Brief:
Output every record below exactly as it appears.

Information supplied:
# # # # #

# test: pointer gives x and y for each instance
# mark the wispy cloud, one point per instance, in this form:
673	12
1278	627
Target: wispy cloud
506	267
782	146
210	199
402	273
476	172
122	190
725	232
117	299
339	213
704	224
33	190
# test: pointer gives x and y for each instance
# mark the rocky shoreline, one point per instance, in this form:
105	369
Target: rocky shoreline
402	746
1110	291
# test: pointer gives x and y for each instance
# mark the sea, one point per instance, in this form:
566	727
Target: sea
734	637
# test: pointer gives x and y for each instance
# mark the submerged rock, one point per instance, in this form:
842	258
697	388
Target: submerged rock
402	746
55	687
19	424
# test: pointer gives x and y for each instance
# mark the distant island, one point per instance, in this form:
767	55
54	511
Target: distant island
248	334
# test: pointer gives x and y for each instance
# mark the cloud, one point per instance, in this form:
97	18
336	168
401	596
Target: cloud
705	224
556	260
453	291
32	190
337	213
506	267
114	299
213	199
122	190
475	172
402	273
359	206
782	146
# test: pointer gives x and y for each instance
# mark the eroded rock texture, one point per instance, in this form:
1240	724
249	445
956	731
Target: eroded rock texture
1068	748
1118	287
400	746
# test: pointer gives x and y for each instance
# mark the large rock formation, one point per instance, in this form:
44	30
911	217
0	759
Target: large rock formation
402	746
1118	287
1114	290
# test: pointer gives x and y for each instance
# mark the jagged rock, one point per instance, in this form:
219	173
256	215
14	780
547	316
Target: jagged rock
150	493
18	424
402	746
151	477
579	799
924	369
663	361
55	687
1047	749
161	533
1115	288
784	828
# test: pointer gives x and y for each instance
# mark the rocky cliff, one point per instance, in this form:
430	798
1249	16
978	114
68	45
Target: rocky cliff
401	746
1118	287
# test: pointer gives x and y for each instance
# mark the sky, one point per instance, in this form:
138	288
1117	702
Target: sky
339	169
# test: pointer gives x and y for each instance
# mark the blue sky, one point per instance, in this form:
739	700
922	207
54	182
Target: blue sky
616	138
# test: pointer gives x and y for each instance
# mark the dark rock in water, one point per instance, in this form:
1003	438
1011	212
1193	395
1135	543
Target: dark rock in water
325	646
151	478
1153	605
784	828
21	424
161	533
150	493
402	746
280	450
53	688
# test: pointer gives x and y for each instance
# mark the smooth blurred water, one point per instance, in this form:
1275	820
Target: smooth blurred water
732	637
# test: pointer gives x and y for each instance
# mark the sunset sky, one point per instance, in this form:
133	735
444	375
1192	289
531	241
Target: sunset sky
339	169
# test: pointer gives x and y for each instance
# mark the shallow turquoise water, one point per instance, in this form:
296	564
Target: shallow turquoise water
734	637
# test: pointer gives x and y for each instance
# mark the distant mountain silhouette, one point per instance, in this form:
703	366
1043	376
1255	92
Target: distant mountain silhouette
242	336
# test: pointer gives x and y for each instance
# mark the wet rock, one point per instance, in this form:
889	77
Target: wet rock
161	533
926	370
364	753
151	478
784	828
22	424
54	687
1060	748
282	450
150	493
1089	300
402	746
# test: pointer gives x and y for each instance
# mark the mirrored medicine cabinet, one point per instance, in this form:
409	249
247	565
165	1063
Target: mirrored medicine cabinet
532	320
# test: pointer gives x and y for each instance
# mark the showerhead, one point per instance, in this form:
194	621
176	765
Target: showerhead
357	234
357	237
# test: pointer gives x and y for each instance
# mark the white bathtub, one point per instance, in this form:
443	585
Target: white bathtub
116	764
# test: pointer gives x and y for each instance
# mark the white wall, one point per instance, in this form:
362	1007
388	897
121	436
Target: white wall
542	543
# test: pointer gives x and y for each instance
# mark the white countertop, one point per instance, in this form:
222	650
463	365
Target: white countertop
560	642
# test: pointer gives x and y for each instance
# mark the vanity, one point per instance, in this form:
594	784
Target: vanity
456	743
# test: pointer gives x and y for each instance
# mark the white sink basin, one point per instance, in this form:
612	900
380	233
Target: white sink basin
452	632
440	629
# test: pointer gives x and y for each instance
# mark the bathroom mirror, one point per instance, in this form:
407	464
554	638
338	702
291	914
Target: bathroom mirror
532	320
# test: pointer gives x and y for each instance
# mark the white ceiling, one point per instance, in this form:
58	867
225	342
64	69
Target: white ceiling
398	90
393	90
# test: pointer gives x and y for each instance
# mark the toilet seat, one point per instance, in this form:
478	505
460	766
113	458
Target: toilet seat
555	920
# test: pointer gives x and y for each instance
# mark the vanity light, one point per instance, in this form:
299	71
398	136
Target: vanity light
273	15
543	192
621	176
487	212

# # # # #

Output of the exercise:
# test: pointer gives x and y for each instance
# mark the wispy cloud, one point per instance, in this form:
673	12
1278	627
Target: wispy cloud
506	267
782	146
210	199
402	273
476	172
122	190
725	232
117	299
339	213
704	224
33	190
# test: pointer gives x and y for each instance
# mark the rocky shoreline, one point per instance, in this form:
105	369
Target: rocky shoreline
402	746
1110	291
# test: pointer gives x and y for each instance
# mark the sea, one point per instance, in this form:
566	727
Target: sea
734	637
# test: pointer gives x and y for each instance
# mark the submerged rock, one point per instance, in this form:
842	258
697	388
Target: submerged rock
402	746
55	687
19	424
# test: pointer gives x and y for each instance
# mark the distant island, one point per instance, in this form:
767	55
54	511
Target: distant island
248	334
# test: pointer gives x and y for each instance
# mark the cloud, one point per instance, in this form:
97	18
336	168
401	596
Target: cloud
705	224
556	260
453	291
32	190
337	213
506	267
114	299
213	199
122	190
475	172
402	273
359	206
782	146
# test: pointer gives x and y for each instance
# mark the eroded rock texture, one point per instance, in this form:
1240	724
249	445
956	731
Target: eroded rock texture
1068	748
1118	287
400	746
# test: pointer gives x and y for each instance
# mark the large rock formation, one point per instance, in this form:
44	30
911	217
0	759
Target: large rock formation
402	746
1118	287
1114	290
# test: pointer gives x and y for each instance
# mark the jagged rock, one point per instance, in this form:
219	173
256	215
14	780
547	316
Target: jagged rock
150	493
18	424
402	746
151	477
579	799
924	369
663	361
55	687
1047	749
161	533
1115	288
784	828
# test: pointer gives x and y for each instance
# mark the rocky cliff, one point per instance, in this form:
430	798
1249	16
978	114
68	45
Target: rocky cliff
401	746
1118	287
# test: pointer gives x and y for each instance
# mark the sky, one point per instance, in this form:
138	288
1117	702
Target: sky
339	169
# test: pointer gives x and y for each instance
# mark the blue sky, one point per instance, in this form:
739	700
922	207
54	182
Target: blue sky
616	138
# test: pointer gives x and y for each instance
# mark the dark rock in water, one point per instance, in this form:
1003	438
1011	212
1193	395
1135	543
Target: dark rock in water
325	646
151	478
1153	605
784	828
21	424
161	533
150	493
402	746
280	450
53	688
# test: pointer gives x and y for each instance
# mark the smooth blurred water, one point per instance, in this form:
1275	820
Target: smooth blurred water
732	637
# test: pointer gives x and y for each instance
# mark the sunset sky, one point per instance, in this form:
133	735
444	375
1192	289
531	241
Target: sunset sky
339	169
# test: pointer gives x and y for each instance
# mark the shallow turquoise water, one point per instance, in this form:
296	564
Target: shallow turquoise water
734	637
# test: pointer gives x and y for each instance
# mark the distant mountain silhouette, one point per instance, in this form:
703	366
1043	376
1255	92
Target: distant mountain silhouette
242	336
# test: pointer gives x and y for each instance
# mark the wet rock, one point per instance, in this form:
889	77
Target: wet rock
161	533
926	370
364	753
151	478
784	828
22	424
54	687
1060	748
282	450
150	493
1089	300
402	746
# test: pointer gives x and y for each instance
# mark the mirrored medicine cabinet, one point per instance, in this form:
409	249
247	565
165	1063
Target: mirrored medicine cabinet
532	320
# test: pointer gives x and y for each instance
# mark the showerhead, one point per instance, in this form:
194	621
176	765
Target: showerhead
357	234
357	237
# test: pointer gives x and y for each instance
# mark the white bathtub, one point per instance, in this form:
443	585
Target: white bathtub
116	764
# test: pointer gives x and y for each instance
# mark the white wall, one point per instance, in this form:
362	1007
388	897
121	436
Target: white wall
542	543
# test: pointer gives x and y for each instance
# mark the white countertop, one point per instance, in this form:
222	650
463	365
Target: white countertop
560	642
# test: pointer gives x and y for each instance
# mark the vanity, one point per instance, in this form:
594	784
Target: vanity
456	743
# test: pointer gives x and y for each instance
# mark the white sink basin, one point per instance, in this form:
612	900
380	233
Target: white sink basin
452	632
440	629
# test: pointer gives x and y for each instance
# mark the bathroom mirror, one point per instance, in this form:
407	464
554	638
338	702
291	914
Target: bathroom mirror
532	320
# test: pointer gives x and y for each instance
# mark the white ceiling, one point per instance, in this form:
58	867
225	342
64	69
Target: white ceiling
398	90
393	90
# test: pointer gives x and y for each instance
# mark the toilet seat, one point per instance, in this form:
478	505
460	766
113	458
Target: toilet seat
555	920
# test: pointer gives x and y for each instance
# mark the vanity light, one point per instance, in this form:
299	71
398	136
Target: vanity light
273	15
543	192
621	176
487	212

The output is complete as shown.